SOURCE DOCUMENT >>
Archives: Projects

Her Majesty

Appropriation art usually takes a recognisable object, text or image and re-contextualizes it. The Her Majesty anthology is composed through the skill of eye/hand co-ordination; the results of immediate copies of reality through the photographic and the scanned; through the physical and digital gestural interventions of colour; and through the simulations of scrubbing or mixing of paint. Such undertakings are kept in a ‘fresh’ state of flux through the integration of manual processes of painting, colouring and mark-making on the print, but also particularly through digital software. The digital paintings directly convey paradoxical messages of the sacred and the profane; intimacy and withdrawal; stillness and movement; aggression and playfulness; lust and spirituality. The colour palette is likewise contrasting from warm reddish oranges tones that are associated with passion and desire to monochromes that turn thrilling excitement into bitter loneliness and aching pain. The title itself is also very allusive and brings forth the themes of the feminine, power and subordination.

The gaze in these works does not seek the erotic as much as eros itself. The digital art works suggest that transcendence is only possible through the primitive instinctual bareness of the body. The desire for the flesh becomes a soulful yearning for the soul to meets itself through the other. In the liminal space of cyberspace a meditation on internet culled imagery of nude women is made. The artist goes into reverie as the Web helps him create his own altered sense of consciousness where he can tap into himself. The artist tries to gain some sort of control over a virtual landscape which seems to elude him. Appropriating found female anonymous images from the internet into elaborate evocative figures; he brings to life new images from images. This helps in closing off that sense of abjection and to make contact with the departed. Digital art becomes a mediumistic tool to seance with what is no longer present.

Note: This description was composed from the academic reviews by Dr. Vince Briffa and Dr. Laner Cassar

A soundscape created through the reading of some of the artist’s poems was created by SeeSaw Sounds to feature as a background element during the exhibition period. Readers were Yasmin Kuymizakis, Martha Vassallo and the artist himself. The complete production can be heard here.

An interview for Times of Malta by Iggy Fenech can be read here: All rise for Her Majesty

Fifteen

Each work is a contemplation about life, beginnings, ends and what’s in between.

Je suis

Je Suis is a compelling set of digital collages produced in February/March 2015 that invite viewers to explore the intersection of gender, identity, and spirituality through striking visual narratives. Three female figures take center stage in these thought-provoking compositions, each embodying a tragic iconography reminiscent of Christian rituals and symbolism.

The title “Ecce Homo” draws parallels to the solemnity of the Passion of Christ, prompting viewers to question the societal constructs that define and confine the individuals depicted. The use of Christian references, such as the crown of thorns, evokes themes of suffering and sacrifice, challenging the status quo behind the person being represented.

“Salve Regina” delves into the delicate balance between holiness and mundanity, questioning the notion of what makes someone holy or revered. The collages compel viewers to contemplate the standards and expectations imposed on individuals, particularly women, in society.

In “Je Suis Paul,” the artist’s personal crisis of identity takes center stage. By reclaiming his original legal name Paul, the artwork confronts the thorns that punctuate life’s journey, exploring the challenges of self-discovery and self-acceptance. It serves as a powerful reminder of the importance of introspection and authenticity in an ever-evolving world.

DATASET ENTRIES >>
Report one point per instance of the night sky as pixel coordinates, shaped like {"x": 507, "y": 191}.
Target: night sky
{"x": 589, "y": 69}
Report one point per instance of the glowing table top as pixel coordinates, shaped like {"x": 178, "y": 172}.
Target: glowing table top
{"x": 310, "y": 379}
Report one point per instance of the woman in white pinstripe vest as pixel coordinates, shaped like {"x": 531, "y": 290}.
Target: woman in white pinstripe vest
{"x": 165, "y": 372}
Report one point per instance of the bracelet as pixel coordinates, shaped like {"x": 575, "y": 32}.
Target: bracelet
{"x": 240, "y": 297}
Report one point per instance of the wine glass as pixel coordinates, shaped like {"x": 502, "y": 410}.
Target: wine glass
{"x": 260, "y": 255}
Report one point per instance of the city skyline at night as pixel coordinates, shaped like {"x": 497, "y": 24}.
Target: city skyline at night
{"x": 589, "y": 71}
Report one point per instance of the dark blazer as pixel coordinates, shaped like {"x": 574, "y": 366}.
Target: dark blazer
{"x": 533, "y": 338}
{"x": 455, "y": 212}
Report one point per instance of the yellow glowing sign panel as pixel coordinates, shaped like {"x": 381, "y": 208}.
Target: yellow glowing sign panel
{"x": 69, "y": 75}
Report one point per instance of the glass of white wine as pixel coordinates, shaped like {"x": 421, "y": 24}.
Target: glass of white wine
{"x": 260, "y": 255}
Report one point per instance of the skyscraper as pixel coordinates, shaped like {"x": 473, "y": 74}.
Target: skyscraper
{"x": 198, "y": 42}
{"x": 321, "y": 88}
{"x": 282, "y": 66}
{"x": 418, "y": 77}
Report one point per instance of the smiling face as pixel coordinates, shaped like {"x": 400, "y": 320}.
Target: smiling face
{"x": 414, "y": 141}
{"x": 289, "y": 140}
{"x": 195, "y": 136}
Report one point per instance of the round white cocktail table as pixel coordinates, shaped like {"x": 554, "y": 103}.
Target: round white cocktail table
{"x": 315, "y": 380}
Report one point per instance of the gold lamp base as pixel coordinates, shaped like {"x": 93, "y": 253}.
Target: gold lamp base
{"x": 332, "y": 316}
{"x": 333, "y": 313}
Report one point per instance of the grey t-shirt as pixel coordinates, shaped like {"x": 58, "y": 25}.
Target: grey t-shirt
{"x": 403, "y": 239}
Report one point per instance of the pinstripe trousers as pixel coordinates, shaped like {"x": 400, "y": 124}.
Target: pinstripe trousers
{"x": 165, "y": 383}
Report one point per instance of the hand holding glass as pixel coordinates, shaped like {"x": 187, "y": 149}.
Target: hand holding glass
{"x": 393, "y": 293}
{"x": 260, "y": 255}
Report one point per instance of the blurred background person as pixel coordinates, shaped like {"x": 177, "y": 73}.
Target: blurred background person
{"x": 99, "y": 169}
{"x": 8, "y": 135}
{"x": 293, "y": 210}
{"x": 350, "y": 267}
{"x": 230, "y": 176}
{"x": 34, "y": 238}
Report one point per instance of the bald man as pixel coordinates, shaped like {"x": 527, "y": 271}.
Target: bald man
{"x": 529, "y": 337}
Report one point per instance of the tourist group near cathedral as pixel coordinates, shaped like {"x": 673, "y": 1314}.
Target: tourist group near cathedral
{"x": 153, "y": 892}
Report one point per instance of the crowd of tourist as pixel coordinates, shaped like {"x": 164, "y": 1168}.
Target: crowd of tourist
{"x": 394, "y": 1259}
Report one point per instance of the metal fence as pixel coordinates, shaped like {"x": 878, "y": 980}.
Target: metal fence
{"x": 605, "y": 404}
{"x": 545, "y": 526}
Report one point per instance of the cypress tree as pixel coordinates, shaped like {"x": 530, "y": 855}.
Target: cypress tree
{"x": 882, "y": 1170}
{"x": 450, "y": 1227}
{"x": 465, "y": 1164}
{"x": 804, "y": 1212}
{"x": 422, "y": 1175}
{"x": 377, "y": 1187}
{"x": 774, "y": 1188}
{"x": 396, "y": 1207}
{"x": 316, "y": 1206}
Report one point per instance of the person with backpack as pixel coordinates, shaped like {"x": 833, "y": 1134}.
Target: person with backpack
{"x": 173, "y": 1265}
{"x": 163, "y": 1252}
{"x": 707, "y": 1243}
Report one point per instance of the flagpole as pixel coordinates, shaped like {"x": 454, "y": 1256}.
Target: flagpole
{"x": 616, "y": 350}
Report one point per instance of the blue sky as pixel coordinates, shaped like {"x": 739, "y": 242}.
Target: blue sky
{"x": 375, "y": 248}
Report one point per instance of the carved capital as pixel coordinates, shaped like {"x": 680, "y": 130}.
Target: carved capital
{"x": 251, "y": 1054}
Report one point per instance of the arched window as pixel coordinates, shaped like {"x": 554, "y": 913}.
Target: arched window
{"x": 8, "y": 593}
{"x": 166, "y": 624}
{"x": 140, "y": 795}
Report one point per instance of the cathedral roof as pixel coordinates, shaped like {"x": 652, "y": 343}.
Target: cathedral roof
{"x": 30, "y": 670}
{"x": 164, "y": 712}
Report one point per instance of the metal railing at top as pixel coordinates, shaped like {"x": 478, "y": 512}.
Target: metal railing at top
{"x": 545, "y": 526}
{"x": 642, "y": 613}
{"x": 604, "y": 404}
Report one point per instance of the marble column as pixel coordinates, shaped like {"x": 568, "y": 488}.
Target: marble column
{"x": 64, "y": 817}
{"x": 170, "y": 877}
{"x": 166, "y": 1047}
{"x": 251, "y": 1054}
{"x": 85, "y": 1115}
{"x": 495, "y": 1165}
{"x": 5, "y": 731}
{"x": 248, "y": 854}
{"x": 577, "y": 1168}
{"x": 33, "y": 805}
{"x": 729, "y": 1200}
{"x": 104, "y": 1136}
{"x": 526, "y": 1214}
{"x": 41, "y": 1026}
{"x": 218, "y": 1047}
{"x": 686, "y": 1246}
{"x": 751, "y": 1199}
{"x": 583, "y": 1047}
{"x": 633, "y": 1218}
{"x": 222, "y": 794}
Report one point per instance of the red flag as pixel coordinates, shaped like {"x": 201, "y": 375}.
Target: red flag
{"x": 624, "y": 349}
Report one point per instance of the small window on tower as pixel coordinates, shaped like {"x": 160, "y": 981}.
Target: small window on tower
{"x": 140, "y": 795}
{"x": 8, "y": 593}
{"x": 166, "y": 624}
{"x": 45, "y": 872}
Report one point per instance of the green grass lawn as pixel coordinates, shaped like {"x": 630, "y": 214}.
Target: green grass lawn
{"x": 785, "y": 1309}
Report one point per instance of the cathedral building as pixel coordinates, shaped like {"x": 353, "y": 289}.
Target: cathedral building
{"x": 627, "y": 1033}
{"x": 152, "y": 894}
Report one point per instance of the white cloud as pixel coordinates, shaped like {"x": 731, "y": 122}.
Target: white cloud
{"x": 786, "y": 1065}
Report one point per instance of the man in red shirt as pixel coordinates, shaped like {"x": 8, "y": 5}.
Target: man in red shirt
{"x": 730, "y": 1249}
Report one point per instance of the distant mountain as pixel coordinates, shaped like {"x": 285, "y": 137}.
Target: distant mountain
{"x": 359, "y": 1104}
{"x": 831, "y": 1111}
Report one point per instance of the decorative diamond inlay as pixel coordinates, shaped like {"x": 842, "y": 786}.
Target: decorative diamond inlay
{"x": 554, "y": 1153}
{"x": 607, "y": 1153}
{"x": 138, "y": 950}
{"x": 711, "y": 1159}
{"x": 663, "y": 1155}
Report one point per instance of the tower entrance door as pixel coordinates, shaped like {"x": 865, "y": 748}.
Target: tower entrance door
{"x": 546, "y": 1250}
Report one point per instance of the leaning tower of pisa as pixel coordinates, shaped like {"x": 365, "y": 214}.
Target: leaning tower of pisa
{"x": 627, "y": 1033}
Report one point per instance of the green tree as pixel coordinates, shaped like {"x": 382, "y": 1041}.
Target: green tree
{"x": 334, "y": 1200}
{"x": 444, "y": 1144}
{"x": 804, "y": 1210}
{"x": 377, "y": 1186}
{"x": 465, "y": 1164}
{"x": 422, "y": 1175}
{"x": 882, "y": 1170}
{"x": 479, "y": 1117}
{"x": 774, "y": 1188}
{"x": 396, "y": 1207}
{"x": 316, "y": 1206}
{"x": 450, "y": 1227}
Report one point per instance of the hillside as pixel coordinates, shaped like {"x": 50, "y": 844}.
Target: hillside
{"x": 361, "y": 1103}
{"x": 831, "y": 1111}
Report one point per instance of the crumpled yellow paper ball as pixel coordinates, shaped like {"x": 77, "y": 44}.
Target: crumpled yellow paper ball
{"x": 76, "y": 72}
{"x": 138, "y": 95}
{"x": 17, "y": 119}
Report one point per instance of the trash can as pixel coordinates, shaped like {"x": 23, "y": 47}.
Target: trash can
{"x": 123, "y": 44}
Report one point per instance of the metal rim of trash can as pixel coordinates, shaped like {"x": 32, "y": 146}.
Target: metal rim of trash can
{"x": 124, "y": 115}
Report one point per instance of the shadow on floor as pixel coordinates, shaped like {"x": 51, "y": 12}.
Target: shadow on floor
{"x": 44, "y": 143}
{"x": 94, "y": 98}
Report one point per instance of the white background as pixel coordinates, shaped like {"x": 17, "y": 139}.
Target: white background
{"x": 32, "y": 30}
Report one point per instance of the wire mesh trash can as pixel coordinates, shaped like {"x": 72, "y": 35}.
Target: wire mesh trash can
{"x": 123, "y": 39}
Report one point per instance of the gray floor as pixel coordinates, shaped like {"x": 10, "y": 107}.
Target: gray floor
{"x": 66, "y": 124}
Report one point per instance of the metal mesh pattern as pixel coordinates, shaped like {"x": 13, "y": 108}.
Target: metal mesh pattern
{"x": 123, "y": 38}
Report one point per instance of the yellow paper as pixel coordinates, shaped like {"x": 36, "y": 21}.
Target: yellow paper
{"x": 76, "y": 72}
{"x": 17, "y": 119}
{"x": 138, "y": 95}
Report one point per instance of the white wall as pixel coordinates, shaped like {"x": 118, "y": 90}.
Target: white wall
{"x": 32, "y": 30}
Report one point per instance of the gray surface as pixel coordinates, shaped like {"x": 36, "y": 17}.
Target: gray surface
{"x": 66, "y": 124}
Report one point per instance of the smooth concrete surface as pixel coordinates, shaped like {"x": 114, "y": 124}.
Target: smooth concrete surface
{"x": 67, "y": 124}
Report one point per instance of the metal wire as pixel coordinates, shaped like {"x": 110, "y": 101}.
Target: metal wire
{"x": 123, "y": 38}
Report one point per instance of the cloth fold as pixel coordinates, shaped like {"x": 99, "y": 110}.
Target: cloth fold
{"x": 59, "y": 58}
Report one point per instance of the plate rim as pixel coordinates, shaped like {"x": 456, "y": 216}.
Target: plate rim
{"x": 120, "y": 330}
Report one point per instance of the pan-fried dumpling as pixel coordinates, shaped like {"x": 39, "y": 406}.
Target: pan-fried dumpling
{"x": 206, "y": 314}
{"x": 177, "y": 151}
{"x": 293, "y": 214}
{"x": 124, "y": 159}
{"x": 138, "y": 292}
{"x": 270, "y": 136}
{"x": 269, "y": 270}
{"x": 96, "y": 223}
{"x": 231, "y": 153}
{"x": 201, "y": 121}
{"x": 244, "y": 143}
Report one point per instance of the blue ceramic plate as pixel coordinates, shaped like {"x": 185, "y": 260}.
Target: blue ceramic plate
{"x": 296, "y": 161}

PROBLEMS TO SOLVE >>
[a] Decide whether each statement agrees with the projects page. Answer yes or no for each and quote the words from the page that decide it. (i) The Je Suis collages were produced in February/March 2015. (ii) The poems in the Her Majesty soundscape were read by the artist alone. (iii) The Her Majesty works are built from photographs the artist took of his own models.
[b] Reproduce the passage of the projects page from "Note: This description" to "be heard here.", word for word.

RESPONSES IN ORDER >>
[a]
(i) Yes: "Je Suis is a compelling set of digital collages produced in February/March 2015"
(ii) No: "Readers were Yasmin Kuymizakis, Martha Vassallo and the artist himself."
(iii) No: "Appropriating found female anonymous images from the internet into elaborate evocative figures"

[b]
Note: This description was composed from the academic reviews by Dr. Vince Briffa and Dr. Laner Cassar

A soundscape created through the reading of some of the artist’s poems was created by SeeSaw Sounds to feature as a background element during the exhibition period. Readers were Yasmin Kuymizakis, Martha Vassallo and the artist himself. The complete production can be heard here.